- Dataset content -
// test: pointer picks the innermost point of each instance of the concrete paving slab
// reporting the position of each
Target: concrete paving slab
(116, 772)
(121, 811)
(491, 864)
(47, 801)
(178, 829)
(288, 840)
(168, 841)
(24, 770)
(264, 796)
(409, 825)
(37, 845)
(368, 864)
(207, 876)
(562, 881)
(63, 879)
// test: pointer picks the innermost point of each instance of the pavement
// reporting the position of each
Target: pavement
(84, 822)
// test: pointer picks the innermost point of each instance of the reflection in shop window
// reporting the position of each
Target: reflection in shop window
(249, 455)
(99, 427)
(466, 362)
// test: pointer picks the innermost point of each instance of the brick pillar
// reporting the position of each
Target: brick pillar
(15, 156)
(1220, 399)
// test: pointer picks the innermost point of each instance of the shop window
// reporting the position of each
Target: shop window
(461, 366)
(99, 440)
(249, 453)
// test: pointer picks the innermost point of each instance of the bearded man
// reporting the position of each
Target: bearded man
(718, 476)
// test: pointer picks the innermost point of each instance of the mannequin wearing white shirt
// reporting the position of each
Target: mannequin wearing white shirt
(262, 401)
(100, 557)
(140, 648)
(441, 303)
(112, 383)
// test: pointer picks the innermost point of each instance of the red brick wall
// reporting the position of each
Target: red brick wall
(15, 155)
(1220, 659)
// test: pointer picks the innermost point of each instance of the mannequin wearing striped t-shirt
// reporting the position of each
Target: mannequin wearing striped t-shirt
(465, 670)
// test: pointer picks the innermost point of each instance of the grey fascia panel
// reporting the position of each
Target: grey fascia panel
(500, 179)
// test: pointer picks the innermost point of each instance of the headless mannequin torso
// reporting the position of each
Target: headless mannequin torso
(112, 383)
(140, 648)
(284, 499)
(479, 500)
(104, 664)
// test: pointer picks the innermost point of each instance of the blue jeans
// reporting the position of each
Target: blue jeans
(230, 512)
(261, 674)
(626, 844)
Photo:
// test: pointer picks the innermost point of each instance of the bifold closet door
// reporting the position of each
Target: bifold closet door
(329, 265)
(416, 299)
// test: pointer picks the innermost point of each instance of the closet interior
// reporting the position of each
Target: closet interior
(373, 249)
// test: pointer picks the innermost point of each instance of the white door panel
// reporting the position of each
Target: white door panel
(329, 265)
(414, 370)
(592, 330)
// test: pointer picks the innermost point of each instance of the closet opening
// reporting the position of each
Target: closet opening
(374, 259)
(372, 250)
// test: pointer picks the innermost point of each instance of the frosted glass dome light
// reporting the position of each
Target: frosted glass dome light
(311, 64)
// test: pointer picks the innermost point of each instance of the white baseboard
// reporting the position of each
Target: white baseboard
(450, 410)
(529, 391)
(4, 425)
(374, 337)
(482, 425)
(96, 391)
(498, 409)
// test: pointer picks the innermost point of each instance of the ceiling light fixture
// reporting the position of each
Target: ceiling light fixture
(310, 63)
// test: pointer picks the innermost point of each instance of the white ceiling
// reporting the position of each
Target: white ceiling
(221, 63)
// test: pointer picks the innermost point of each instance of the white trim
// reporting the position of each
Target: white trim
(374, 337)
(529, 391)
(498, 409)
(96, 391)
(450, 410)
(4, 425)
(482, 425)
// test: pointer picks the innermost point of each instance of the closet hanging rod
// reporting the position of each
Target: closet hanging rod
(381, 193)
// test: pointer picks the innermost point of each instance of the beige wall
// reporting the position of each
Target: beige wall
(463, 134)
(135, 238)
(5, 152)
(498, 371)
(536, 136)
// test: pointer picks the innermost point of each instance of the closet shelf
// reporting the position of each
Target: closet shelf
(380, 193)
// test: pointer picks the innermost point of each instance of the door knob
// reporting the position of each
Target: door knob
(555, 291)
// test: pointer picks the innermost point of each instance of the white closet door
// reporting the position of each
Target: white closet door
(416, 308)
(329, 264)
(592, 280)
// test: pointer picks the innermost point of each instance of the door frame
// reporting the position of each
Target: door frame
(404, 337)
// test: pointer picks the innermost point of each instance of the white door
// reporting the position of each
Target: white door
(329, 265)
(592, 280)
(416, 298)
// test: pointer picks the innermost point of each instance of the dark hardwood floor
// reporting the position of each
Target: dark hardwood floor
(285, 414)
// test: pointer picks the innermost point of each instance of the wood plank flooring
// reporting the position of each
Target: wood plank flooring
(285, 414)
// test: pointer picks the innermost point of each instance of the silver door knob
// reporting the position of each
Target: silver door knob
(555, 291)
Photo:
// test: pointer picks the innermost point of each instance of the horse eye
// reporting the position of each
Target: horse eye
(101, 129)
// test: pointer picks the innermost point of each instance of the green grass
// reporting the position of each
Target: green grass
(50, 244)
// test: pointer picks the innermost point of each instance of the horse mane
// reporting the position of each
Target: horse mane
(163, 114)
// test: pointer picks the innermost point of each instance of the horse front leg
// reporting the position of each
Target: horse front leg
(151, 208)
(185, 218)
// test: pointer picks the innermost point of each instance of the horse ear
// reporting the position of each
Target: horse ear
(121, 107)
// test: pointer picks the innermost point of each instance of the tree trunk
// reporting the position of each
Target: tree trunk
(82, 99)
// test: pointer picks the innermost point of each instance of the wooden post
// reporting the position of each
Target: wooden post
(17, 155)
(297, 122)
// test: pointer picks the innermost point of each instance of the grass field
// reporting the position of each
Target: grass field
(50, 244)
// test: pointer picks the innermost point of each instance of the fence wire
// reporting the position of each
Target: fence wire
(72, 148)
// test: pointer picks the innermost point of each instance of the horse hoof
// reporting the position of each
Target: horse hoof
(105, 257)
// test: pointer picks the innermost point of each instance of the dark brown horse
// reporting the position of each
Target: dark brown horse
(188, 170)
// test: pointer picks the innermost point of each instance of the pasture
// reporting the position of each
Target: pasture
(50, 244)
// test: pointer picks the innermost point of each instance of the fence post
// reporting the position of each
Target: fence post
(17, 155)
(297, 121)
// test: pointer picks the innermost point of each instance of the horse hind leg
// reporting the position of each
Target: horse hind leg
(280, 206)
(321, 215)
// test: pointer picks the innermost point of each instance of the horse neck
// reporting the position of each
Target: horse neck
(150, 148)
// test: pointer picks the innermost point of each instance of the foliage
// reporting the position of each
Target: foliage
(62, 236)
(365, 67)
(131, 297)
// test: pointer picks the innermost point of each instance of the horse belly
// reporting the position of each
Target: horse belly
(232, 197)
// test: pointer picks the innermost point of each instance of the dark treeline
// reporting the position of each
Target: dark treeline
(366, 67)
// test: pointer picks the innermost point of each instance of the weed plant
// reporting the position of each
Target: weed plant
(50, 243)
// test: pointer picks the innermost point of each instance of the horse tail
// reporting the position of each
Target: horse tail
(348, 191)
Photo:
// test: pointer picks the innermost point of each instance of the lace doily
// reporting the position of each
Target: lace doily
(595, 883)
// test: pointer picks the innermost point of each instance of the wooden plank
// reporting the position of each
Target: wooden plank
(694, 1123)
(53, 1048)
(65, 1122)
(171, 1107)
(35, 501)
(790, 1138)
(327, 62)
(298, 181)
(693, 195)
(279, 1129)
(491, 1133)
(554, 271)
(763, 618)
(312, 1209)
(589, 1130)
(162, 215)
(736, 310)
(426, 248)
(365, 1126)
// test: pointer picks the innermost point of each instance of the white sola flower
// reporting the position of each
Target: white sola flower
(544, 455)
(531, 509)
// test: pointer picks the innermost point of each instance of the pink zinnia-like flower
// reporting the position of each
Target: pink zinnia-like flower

- Task description -
Update the entries above by replacing "innermost point" with "central point" wherever it occurs, and leave every other line and character unchanged.

- Exercise response -
// test: pointer picks the central point of each instance of the concrete paving slab
// reporting the position of each
Target: concrete paving slab
(116, 772)
(121, 811)
(491, 864)
(47, 801)
(178, 829)
(288, 840)
(168, 841)
(24, 770)
(264, 796)
(409, 825)
(37, 845)
(368, 864)
(207, 876)
(562, 881)
(63, 879)
// test: pointer picks the central point of each instance of the pavement
// reporting the position of each
Target: pavement
(84, 822)
// test: pointer picks the central point of each instance of the reflection in shop window
// reporting the position of each
Target: reflection in shop window
(249, 455)
(99, 427)
(466, 362)
// test: pointer picks the central point of each instance of the brick pillar
// reporting the position of each
Target: brick pillar
(15, 156)
(1220, 399)
// test: pointer picks the central point of each instance of the shop window
// reporting the position of each
Target: shop window
(461, 366)
(99, 440)
(249, 453)
// test: pointer picks the central point of each instance of the bearded man
// reporting the position of each
Target: bearded man
(718, 476)
// test: pointer picks the central point of each instance of the mannequin wearing white shirt
// reporting the position of each
Target: mannequin wearing white shirt
(262, 401)
(100, 557)
(140, 648)
(441, 303)
(112, 383)
// test: pointer picks the central point of each instance of the red brick wall
// reporting the position of each
Target: red brick wall
(15, 155)
(1220, 659)
// test: pointer picks the central point of each instance of the mannequin wearing striped t-shirt
// reporting the position of each
Target: mannequin wearing striped t-shirt
(465, 670)
// test: pointer picks the central point of each instance of the grey fascia panel
// reporting the position of each
Target: grey fascia panel
(500, 179)
// test: pointer picks the central point of each instance of the headless mannequin torso
// reporting the position of each
Target: headless mannequin torso
(112, 383)
(140, 648)
(284, 499)
(479, 500)
(104, 664)
// test: pointer picks the central point of each instance of the blue jeans
// reporting the position of each
Target: blue jeans
(230, 512)
(261, 674)
(626, 844)
Photo:
// test: pointer picks the central point of each instance of the bifold closet door
// reporting the position of each
Target: bifold closet door
(329, 265)
(416, 299)
// test: pointer picks the central point of each instance of the closet interior
// reporting the position of each
Target: closet interior
(373, 249)
// test: pointer picks the central point of each instance of the white door panel
// reporting the position of each
Target: white door panel
(329, 265)
(414, 370)
(592, 330)
// test: pointer picks the central point of each instance of the closet opening
// reporting the position of each
Target: closet opening
(374, 259)
(372, 250)
// test: pointer picks the central point of each instance of the frosted glass dome light
// reporting the position of each
Target: frosted glass dome light
(311, 64)
// test: pointer picks the central point of each instance of the white baseboard
// reporting the position of each
Target: white baseboard
(450, 410)
(529, 391)
(4, 425)
(374, 337)
(482, 425)
(96, 391)
(498, 409)
// test: pointer picks the central point of each instance of the ceiling light fixture
// reporting the position of each
Target: ceiling light fixture
(310, 63)
// test: pointer picks the central point of each instance of the white ceiling
// reporting the position of each
Target: white ceiling
(221, 63)
// test: pointer picks the central point of each instance of the white trim
// reporting the position of each
Target: white trim
(374, 337)
(529, 391)
(498, 409)
(96, 391)
(450, 410)
(4, 425)
(482, 425)
// test: pointer picks the central point of each instance of the closet hanging rod
// reporting the position of each
Target: closet hanging rod
(381, 193)
// test: pointer picks the central point of each instance of the beige wall
// reporting the position of each
Target: beige wall
(463, 134)
(135, 238)
(5, 152)
(498, 371)
(536, 136)
// test: pointer picks the central point of each instance of the closet shelf
// reporting the position of each
Target: closet shelf
(380, 193)
// test: pointer picks the central point of each instance of the door knob
// reporting the position of each
Target: door knob
(555, 291)
// test: pointer picks the central point of each instance of the white closet door
// reporting the position of each
Target: white closet door
(416, 308)
(329, 264)
(592, 280)
// test: pointer picks the central point of each instance of the door frame
// reporting the position of each
Target: door frame
(404, 337)
// test: pointer picks the central point of each instance of the white door
// reporting the position of each
Target: white door
(329, 265)
(592, 280)
(416, 298)
// test: pointer picks the central point of each instance of the dark hardwood floor
// reporting the position of each
Target: dark hardwood floor
(285, 414)
// test: pointer picks the central point of each instance of the wood plank flooring
// reporting the position of each
Target: wood plank flooring
(285, 414)
// test: pointer picks the central point of each instance of the silver door knob
// reporting the position of each
Target: silver door knob
(555, 291)
Photo:
// test: pointer picks the central point of each instance of the horse eye
// reporting the position of each
Target: horse eye
(101, 129)
// test: pointer picks the central point of each instance of the green grass
// reporting the position of each
Target: green grass
(50, 244)
// test: pointer picks the central point of each instance of the horse mane
// reporting the position of each
Target: horse mane
(163, 114)
// test: pointer picks the central point of each instance of the horse front leg
// reporting the position of each
Target: horse front leg
(151, 208)
(185, 218)
// test: pointer picks the central point of each instance of the horse ear
// reporting the position of each
Target: horse ear
(121, 107)
// test: pointer picks the central point of each instance of the tree trunk
// reporting the position of each
Target: tree trunk
(82, 99)
// test: pointer picks the central point of each instance of the wooden post
// reporting the position of each
Target: wooden post
(17, 155)
(297, 122)
// test: pointer picks the central point of each instance of the grass field
// reporting the position of each
Target: grass field
(50, 244)
// test: pointer picks the central point of each instance of the fence wire
// reporting the position of each
Target: fence wire
(72, 148)
// test: pointer picks the central point of each instance of the horse hoof
// reporting the position of each
Target: horse hoof
(105, 257)
// test: pointer picks the central point of each instance of the dark brown horse
// reporting the position of each
Target: dark brown horse
(188, 170)
// test: pointer picks the central point of each instance of the pasture
// reporting the position of each
Target: pasture
(50, 244)
// test: pointer picks the central point of each instance of the fence post
// reporting the position of each
Target: fence post
(17, 155)
(297, 121)
// test: pointer picks the central point of each instance of the horse hind leg
// reporting the position of each
Target: horse hind leg
(280, 206)
(321, 215)
// test: pointer picks the central point of each instance of the horse neck
// reporting the position of each
Target: horse neck
(150, 148)
// test: pointer picks the central point of each instance of the foliage
// reporting the position of each
Target: foliage
(62, 236)
(365, 67)
(131, 297)
// test: pointer picks the central point of each instance of the horse belly
// reporting the position of each
Target: horse belly
(232, 197)
// test: pointer picks the central point of each instance of the dark treeline
// reporting the position of each
Target: dark treeline
(366, 67)
// test: pointer picks the central point of each instance of the weed plant
// reporting the position of each
Target: weed plant
(50, 243)
// test: pointer picks the central point of each instance of the horse tail
// reporting the position of each
Target: horse tail
(348, 191)
Photo:
// test: pointer picks the central point of each instance of the lace doily
// reporting the position of each
Target: lace doily
(595, 883)
// test: pointer picks the central point of each instance of the wooden plank
// reporting the position of each
Target: wooden plank
(694, 1123)
(53, 1048)
(65, 1122)
(171, 1107)
(35, 501)
(790, 1138)
(327, 62)
(298, 181)
(693, 195)
(279, 1129)
(491, 1133)
(554, 271)
(763, 618)
(312, 1209)
(589, 1130)
(162, 215)
(736, 310)
(426, 248)
(365, 1126)
// test: pointer picks the central point of each instance of the white sola flower
// reporting the position of each
Target: white sola flower
(544, 455)
(531, 509)
// test: pointer picks the central point of each instance of the pink zinnia-like flower
// reporting the position of each
Target: pink zinnia-like flower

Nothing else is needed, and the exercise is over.